Stephen Scott, creator of the medical tool and a professor at the Centre for Neuroscience Studies at Queen's University, developed the tool to assess brain function. This type of objective tool could eventually be used to design better therapies for treating brain disease or injury.

The medical tool is called the KINARM Assessment Station, and it is the only objective tool capable of assessing brain function. KINARM consists of a chair with robotic arms and a virtual reality system which guides the patients through several tasks. These standardized tasks mimic everyday activities such as hitting a ball with a virtual paddle. After completing these tasks, KINARM creates a detailed evaluation that specifies any abnormal behavior.

"The beauty of this system is that it captures the subtle deficits caused by a brain injury that are not measured by traditional tests," said Scott. "Traditional testing methods, such as touching a finger to the nose or bouncing a ball, just don't capture the complexity of brain processes."

Other researchers from around the globe are using virtual reality systems to stray away from traditional testing methods as well. For instance, a study funded by the National Institutes of Health has shown that video games are capable of revealing how the brain responds to its surroundings. Brain activity patterns were recorded in rats walking through a virtual reality environment using single nerve cell resolution, which is 100 times more accurate and precise than current imaging techniques. Researchers discovered that the speed in which a rat moves within the virtual environment determines how they perceive that specific setting. Also, they found that consistent exercise within a virtual environment helps stroke patients regain arm and hand function to a certain extent.

» **Data section**:

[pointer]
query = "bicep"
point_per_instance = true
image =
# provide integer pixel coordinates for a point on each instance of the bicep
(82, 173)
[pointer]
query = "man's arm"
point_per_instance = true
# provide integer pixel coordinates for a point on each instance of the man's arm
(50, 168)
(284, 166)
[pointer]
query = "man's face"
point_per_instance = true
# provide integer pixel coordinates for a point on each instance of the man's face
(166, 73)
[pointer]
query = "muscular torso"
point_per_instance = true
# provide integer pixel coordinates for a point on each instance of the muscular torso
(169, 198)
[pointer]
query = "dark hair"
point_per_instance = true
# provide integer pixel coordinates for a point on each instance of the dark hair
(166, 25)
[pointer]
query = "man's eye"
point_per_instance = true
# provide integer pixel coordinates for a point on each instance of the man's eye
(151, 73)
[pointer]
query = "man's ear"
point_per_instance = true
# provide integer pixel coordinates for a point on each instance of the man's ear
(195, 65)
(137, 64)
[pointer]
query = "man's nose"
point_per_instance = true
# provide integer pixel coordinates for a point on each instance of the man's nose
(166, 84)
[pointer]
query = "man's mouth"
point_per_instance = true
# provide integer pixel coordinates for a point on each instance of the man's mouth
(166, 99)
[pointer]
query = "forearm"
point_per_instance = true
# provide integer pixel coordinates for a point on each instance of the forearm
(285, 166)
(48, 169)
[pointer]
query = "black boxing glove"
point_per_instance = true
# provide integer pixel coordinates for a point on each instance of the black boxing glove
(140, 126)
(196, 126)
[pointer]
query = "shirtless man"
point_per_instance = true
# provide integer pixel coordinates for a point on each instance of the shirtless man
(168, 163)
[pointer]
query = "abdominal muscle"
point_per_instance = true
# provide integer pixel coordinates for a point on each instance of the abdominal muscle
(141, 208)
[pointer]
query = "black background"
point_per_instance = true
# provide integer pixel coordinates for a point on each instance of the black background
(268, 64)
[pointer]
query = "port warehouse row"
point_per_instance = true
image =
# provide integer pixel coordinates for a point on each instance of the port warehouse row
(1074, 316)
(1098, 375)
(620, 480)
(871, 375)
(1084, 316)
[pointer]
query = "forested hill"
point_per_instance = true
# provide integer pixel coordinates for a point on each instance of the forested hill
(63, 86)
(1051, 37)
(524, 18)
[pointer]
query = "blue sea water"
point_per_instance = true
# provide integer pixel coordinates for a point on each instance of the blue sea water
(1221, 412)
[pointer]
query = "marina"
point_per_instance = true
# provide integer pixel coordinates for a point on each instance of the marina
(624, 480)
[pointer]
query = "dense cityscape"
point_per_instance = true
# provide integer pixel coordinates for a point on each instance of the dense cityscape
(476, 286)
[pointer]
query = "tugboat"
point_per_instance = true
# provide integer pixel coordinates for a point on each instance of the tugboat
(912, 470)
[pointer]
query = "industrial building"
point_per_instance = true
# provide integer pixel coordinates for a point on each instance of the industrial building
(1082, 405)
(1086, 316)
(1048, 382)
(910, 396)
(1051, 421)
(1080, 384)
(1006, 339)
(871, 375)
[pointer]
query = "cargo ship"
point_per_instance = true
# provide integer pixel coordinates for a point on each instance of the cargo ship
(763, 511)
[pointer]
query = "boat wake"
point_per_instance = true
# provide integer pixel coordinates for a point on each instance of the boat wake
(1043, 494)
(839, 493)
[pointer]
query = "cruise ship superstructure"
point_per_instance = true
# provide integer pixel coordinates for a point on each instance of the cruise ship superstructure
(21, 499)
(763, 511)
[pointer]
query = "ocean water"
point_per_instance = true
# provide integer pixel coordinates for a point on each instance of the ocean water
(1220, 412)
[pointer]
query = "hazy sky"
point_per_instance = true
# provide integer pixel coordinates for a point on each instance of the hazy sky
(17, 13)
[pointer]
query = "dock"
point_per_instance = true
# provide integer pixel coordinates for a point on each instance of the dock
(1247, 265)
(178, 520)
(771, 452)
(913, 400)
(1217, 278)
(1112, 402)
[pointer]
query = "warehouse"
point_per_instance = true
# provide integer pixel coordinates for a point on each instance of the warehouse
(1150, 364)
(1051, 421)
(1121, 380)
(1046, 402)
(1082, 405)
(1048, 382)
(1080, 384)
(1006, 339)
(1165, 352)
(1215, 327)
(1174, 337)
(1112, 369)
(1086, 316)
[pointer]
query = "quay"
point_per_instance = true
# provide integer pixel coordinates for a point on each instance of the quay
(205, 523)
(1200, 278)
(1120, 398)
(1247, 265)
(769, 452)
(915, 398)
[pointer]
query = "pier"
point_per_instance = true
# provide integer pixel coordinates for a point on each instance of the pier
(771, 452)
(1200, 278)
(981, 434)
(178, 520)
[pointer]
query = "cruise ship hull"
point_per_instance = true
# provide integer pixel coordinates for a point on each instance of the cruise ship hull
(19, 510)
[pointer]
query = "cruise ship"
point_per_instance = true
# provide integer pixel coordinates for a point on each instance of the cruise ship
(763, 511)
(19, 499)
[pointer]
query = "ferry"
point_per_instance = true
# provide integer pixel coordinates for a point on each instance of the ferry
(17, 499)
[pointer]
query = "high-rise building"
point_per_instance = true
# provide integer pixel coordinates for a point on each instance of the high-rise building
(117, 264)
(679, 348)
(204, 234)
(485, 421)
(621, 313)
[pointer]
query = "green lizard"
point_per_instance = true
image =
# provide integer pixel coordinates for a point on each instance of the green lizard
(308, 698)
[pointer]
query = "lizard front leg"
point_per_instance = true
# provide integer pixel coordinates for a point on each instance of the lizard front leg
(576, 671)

» **Exercise 1**: Copy out the part of the KINARM passage starting at "Other researchers from" and ending at "a certain extent.".
» **Exercise 2**:
Answer these questions using the KINARM passage:
(a) At which university is Stephen Scott a professor?
(b) What everyday activity with a virtual paddle do the standardized tasks mimic?
(c) How many times more accurate and precise than current imaging techniques is single nerve cell resolution?
» **Exercise 3**: Write the next part of the KINARM passage, picking up after its final sentence.
The rows have no connection to the KINARM passage.

» **Response 1**:
Other researchers from around the globe are using virtual reality systems to stray away from traditional testing methods as well. For instance, a study funded by the National Institutes of Health has shown that video games are capable of revealing how the brain responds to its surroundings. Brain activity patterns were recorded in rats walking through a virtual reality environment using single nerve cell resolution, which is 100 times more accurate and precise than current imaging techniques. Researchers discovered that the speed in which a rat moves within the virtual environment determines how they perceive that specific setting. Also, they found that consistent exercise within a virtual environment helps stroke patients regain arm and hand function to a certain extent.

» **Response 2**:
(a) Queen's University
(b) Hitting a ball
(c) 100 times

» **Response 3**:
"Our brains continuously change as we experience the world," said Veronique Bohbot, Ph.D, of the Douglas Mental Health University Institute and McGill University. "New technologies and research methods now allow researchers to study that change, investigating individual differences in the way people use spatial memory, navigation and motor function, as well as implications for the use of navigation devices such as GPS. Many potential real-life therapies inspired by video games are already emerging from the virtual world."

Through the use of virtual reality systems like KINARM, health care workers will be able to assess the full effects brain injury and disease have on the body's ability to function. With this information, better therapy and treatment could be made available for those who suffer from stroke, cerebral palsy, fetal alcohol syndrome, Parkinson's, MS or an accident. This sort of research could also help those in the military or involved in professional sports, which are two occupations that deal with head injuries often.

"This system has the potential to do for the diagnosis of brain injury what X-rays did for diagnosing muscular and skeletal injuries," said John Molloy, President and CEO of Queen's University PARTEQ Innovations.

The KINARM Assessment Station will be presented at The Society for Neuroscience Conference in San Diego on November 15.